**Что нужно сделать:** Процитируйте без изменений строки, начиная со строки с «Reviewer note: every instance of the pink» и заканчивая строкой с «column 257, row 134» включительно.

[Записи из набора точечной разметки]

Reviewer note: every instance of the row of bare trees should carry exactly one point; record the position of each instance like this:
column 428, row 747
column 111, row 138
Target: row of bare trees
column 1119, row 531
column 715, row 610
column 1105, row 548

...

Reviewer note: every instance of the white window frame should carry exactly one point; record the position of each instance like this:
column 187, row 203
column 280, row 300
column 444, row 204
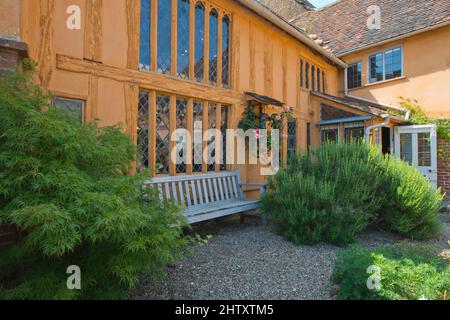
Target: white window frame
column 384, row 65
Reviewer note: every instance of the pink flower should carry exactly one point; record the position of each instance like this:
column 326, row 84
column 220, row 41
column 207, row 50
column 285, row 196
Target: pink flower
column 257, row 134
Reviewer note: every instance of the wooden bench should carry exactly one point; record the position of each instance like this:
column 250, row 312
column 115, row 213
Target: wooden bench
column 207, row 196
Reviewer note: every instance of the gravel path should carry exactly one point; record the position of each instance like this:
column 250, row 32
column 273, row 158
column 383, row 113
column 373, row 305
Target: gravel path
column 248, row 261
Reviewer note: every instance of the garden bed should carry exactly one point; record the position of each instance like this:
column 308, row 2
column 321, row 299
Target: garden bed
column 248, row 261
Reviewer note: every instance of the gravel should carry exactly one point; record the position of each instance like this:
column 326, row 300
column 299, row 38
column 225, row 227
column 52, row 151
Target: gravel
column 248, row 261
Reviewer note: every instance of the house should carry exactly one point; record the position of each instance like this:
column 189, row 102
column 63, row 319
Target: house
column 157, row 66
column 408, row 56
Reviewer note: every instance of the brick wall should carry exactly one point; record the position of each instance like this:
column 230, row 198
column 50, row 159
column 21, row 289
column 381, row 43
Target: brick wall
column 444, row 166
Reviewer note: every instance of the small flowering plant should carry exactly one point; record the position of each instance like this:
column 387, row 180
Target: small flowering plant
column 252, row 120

**Письменное решение:**
Reviewer note: every instance of the pink flower should carry exactly one point; record the position of each instance like this:
column 326, row 84
column 220, row 41
column 207, row 50
column 285, row 196
Target: pink flower
column 257, row 134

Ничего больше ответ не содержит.